PROVIDED ENTRIES –

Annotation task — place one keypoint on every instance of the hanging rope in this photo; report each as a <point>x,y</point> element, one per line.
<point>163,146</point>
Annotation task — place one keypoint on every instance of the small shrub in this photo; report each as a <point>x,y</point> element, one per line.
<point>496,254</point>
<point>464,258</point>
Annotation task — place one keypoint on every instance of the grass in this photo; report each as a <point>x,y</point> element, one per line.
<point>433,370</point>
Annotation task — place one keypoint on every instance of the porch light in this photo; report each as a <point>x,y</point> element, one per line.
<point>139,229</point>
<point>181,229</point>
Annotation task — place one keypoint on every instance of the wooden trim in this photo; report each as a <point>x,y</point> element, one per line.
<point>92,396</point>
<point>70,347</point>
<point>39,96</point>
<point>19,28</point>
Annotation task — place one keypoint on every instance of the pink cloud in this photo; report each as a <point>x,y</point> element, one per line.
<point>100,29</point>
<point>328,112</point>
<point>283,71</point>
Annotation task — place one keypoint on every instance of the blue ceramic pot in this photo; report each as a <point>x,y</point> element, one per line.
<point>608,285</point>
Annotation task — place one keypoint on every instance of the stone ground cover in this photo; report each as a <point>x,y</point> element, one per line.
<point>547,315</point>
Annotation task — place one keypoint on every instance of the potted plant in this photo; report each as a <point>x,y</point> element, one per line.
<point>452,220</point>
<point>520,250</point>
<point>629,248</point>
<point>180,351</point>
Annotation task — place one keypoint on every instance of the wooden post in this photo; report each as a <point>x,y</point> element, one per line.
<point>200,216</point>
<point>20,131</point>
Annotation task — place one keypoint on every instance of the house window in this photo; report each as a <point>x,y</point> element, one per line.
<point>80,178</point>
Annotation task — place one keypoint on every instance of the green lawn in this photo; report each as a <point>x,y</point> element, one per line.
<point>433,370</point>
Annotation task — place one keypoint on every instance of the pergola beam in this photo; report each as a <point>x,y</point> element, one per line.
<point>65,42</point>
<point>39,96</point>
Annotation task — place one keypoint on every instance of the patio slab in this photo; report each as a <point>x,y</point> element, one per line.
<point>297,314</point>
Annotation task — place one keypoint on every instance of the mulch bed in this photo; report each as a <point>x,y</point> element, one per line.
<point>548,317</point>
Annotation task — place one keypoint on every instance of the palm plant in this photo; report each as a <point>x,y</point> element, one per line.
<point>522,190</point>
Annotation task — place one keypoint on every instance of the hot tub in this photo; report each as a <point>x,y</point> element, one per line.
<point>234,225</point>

THE REQUEST –
Lay out every line of the entries above as a Markdown table with two columns, Row for a sequential number and Text for the line itself. Omit blank lines.

EXERCISE RESULT –
| Row | Text |
|---|---|
| 1 | Annotation task — place one keypoint on every instance of the hanging rope in this photo; report each as a <point>x,y</point> element, one per line. |
| 2 | <point>163,146</point> |
| 3 | Annotation task — place one keypoint on every instance of the small shrub in this photo; report each as a <point>x,y</point> element, one per line. |
| 4 | <point>496,254</point> |
| 5 | <point>464,258</point> |
| 6 | Annotation task — place one keypoint on every instance of the grass in this photo; report each as a <point>x,y</point> element, one per line. |
| 7 | <point>433,370</point> |
| 8 | Annotation task — place one keypoint on every instance of the porch light in this photo; report each as a <point>x,y</point> element, one per line. |
| 9 | <point>139,229</point> |
| 10 | <point>181,229</point> |
| 11 | Annotation task — place one keypoint on every instance of the wooden trim in this photo; report each as a <point>x,y</point> element, one per line. |
| 12 | <point>92,396</point> |
| 13 | <point>70,347</point> |
| 14 | <point>39,96</point> |
| 15 | <point>19,28</point> |
| 16 | Annotation task — place one keypoint on every instance of the pink cloud in this photo; report each as a <point>x,y</point> element, one per line. |
| 17 | <point>100,29</point> |
| 18 | <point>328,112</point> |
| 19 | <point>283,71</point> |
| 20 | Annotation task — place one keypoint on every instance of the blue ceramic pot in this photo; report each as a <point>x,y</point> element, one per line. |
| 21 | <point>608,285</point> |
| 22 | Annotation task — place one keypoint on every instance of the stone ground cover in this photo; report each as a <point>x,y</point> element, one per line. |
| 23 | <point>547,315</point> |
| 24 | Annotation task — place one keypoint on every instance of the potted plant in this photo; report each as a <point>x,y</point> element, one per line. |
| 25 | <point>452,220</point> |
| 26 | <point>520,250</point> |
| 27 | <point>629,248</point> |
| 28 | <point>180,351</point> |
| 29 | Annotation task — place one keypoint on every instance of the wooden post in this photo; report each as a <point>x,y</point> element, one per line. |
| 30 | <point>200,216</point> |
| 31 | <point>20,131</point> |
| 32 | Annotation task — place one keypoint on every instance of the house window in this photo; report each as a <point>x,y</point> element, one per line. |
| 33 | <point>80,178</point> |
| 34 | Annotation task — place one keypoint on every instance of the green lawn in this photo; report each as a <point>x,y</point> element, one per line. |
| 35 | <point>433,370</point> |
| 36 | Annotation task — place one keypoint on every instance of the pergola beam in this photo; report each as a <point>x,y</point> element, one per line. |
| 37 | <point>65,42</point> |
| 38 | <point>39,96</point> |
| 39 | Annotation task — place one keypoint on every instance of the patio slab in this photo; report each as a <point>x,y</point> element, one per line. |
| 40 | <point>297,314</point> |
| 41 | Annotation task — place one keypoint on every instance of the mulch bed in this photo; report each as a <point>x,y</point> element, one per line. |
| 42 | <point>548,317</point> |
| 43 | Annotation task — place one keypoint on every instance of the palm plant in this photo; report each as a <point>x,y</point> element, one per line. |
| 44 | <point>522,190</point> |
| 45 | Annotation task — place one keypoint on every instance of the hot tub in this photo; report each as a <point>x,y</point> element, one per line. |
| 46 | <point>234,225</point> |